• The data:

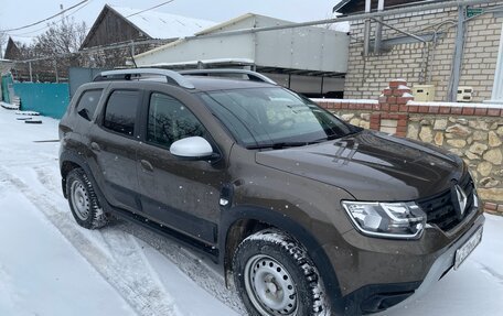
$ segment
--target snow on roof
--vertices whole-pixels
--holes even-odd
[[[152,39],[191,36],[216,24],[213,21],[185,18],[164,12],[146,11],[138,13],[141,11],[140,9],[124,7],[110,8]]]
[[[201,59],[201,61],[188,61],[188,62],[178,62],[178,63],[156,63],[156,64],[146,64],[141,65],[142,67],[170,67],[170,66],[189,66],[197,65],[203,63],[206,65],[210,64],[254,64],[254,59],[249,58],[214,58],[214,59]]]

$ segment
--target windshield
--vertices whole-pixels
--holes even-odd
[[[280,87],[208,91],[201,98],[246,148],[304,145],[355,131],[311,100]]]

• What the task asks: Rewrite all the records above, requests included, multiplying every vertex coordinate in the answers by 2.55 and rounding each result to a whole number, with halves rounded up. Leave the pictures out.

• Output of the task:
$ segment
--target snow on roof
--vertices whole-pixels
--holes even-odd
[[[388,99],[487,92],[551,61],[543,54],[472,46],[418,31],[372,28],[352,33],[360,28],[357,23],[316,18],[281,20]]]
[[[513,150],[513,156],[479,156],[479,158],[454,158],[454,161],[398,161],[398,163],[372,163],[360,166],[362,171],[434,171],[434,168],[482,168],[502,166],[518,161],[525,166],[536,163],[648,163],[648,150],[635,148],[546,148],[546,150]]]

$ segment
--target windshield
--vertices whole-pixels
--holes even-odd
[[[714,222],[530,232],[513,250],[627,377],[775,370],[905,334],[793,255]]]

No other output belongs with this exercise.